● **EXERCISE DIRECTIONS**:
Copy the material below, swapping every occurrence of "position" for "location" and leaving everything else unchanged.
-----
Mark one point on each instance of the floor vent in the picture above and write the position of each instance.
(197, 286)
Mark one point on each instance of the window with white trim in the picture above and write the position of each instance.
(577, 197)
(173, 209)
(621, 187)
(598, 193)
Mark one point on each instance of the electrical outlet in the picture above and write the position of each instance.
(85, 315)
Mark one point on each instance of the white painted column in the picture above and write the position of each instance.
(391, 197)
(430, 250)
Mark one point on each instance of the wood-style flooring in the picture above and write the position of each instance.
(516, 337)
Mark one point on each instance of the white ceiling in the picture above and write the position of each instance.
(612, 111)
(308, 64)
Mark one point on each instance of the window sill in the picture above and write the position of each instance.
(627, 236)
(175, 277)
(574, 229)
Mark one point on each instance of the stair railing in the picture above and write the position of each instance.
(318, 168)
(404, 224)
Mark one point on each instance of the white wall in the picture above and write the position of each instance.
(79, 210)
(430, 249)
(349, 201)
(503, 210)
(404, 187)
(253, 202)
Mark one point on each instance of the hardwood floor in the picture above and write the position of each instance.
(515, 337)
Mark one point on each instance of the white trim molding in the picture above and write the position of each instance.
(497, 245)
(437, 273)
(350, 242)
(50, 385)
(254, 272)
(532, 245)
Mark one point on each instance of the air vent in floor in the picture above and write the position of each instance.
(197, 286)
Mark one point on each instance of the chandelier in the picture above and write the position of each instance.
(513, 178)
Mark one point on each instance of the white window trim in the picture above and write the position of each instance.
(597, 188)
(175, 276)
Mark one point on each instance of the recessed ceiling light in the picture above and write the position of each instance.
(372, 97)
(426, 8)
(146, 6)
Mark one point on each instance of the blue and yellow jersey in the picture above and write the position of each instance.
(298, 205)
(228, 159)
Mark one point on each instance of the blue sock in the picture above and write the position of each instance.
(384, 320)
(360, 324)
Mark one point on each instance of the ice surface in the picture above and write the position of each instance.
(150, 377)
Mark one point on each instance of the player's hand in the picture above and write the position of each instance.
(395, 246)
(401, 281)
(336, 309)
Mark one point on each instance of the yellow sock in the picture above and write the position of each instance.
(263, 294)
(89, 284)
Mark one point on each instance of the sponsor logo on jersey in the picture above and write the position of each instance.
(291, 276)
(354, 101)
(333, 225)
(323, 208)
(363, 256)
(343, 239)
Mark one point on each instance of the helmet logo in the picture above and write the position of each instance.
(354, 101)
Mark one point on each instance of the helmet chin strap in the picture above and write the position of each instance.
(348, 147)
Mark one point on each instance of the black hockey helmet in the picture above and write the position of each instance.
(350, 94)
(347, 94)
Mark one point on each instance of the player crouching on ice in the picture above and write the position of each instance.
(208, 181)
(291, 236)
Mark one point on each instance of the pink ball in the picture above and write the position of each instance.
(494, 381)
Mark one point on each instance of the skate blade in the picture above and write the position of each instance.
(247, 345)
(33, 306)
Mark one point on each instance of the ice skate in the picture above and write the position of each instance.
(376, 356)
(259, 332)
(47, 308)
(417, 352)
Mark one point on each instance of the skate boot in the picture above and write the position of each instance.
-----
● **ANSWER TO THE TASK**:
Mark one point on each instance of the floor vent in the picture above and write the location of each instance.
(197, 286)
Mark one point on each instance of the window with white trim in the picture above and write the location of each instance.
(577, 197)
(173, 209)
(621, 187)
(598, 193)
Mark one point on each instance of the electrical outlet in the picture above and write the location of each instance.
(85, 315)
Mark one point on each instance of the white painted column in the picture above and write the location of each instance.
(391, 197)
(430, 250)
Mark one point on each instance of the wood-style flooring in the picture above and write the location of each instance.
(516, 337)
Mark one point on each instance of the white ceiling in the picture above and write the location of each instance.
(612, 111)
(308, 64)
Mark one point on each instance of the window sill in the picture above and write the location of each instance.
(627, 236)
(175, 277)
(574, 229)
Mark one point on each instance of the stair railing in the picture above and write the location of each instance.
(318, 168)
(404, 224)
Mark one point on each instance of the white wall in the picture above and write the location of each instance.
(79, 210)
(430, 249)
(349, 201)
(503, 210)
(404, 187)
(253, 202)
Mark one point on each instance of the hardwood floor in the picture above and write the location of each instance.
(515, 337)
Mark one point on each instance of the white trim molding in the picture above and write the location of each instance.
(497, 245)
(437, 273)
(350, 242)
(50, 385)
(254, 272)
(532, 245)
Mark one point on each instance of the air vent in floor in the picture above and write the location of each instance.
(197, 286)
Mark one point on each instance of the chandelier in the picture above and write the location of each instance.
(513, 178)
Mark one point on each instance of the white window trim in the picture above and write the location of each instance.
(597, 188)
(175, 276)
Mark one point on each instance of the recessed ceiling light in the picture above and write the location of each instance.
(372, 97)
(426, 8)
(146, 6)
Mark one point on each instance of the blue and yellow jersey in the picture above and write the location of each instance.
(298, 205)
(228, 159)
Mark one point on each instance of the blue sock in the picture above and write the location of each instance.
(384, 320)
(360, 324)
Mark one point on each instance of the ice surface in the picture above and write the location of each instance.
(150, 377)
Mark one point on each instance of the player's hand in the picture above and write the location of each instance.
(395, 246)
(401, 281)
(336, 309)
Mark one point on each instance of the yellow sock in the picture above and write the location of each instance.
(263, 294)
(89, 284)
Mark one point on each instance of the sponsor logo on jersey in the picture above and write the location of each instance.
(291, 276)
(354, 101)
(333, 225)
(323, 208)
(363, 256)
(343, 239)
Mark one point on each instance of the helmet logo in the picture above and write the location of each instance.
(354, 101)
Mark one point on each instance of the helmet chin strap in the picture above and write the location of each instance.
(348, 147)
Mark one point on each instance of the black hockey helmet in the picture above and write the location of each instance.
(350, 94)
(347, 94)
Mark one point on each instance of the player crouching on ice in the picture above and write the location of each instance.
(208, 181)
(291, 236)
Mark one point on each instance of the pink ball in the picture above and write the location of each instance.
(494, 381)
Mark one point on each instance of the skate blade in the picture above and write the location of each instance.
(247, 345)
(33, 306)
Mark one point on each instance of the ice skate in the picture above and write the location of each instance.
(376, 356)
(259, 332)
(47, 308)
(417, 352)
Mark one point on each instance of the skate boot in the picture above and write the location of each instance.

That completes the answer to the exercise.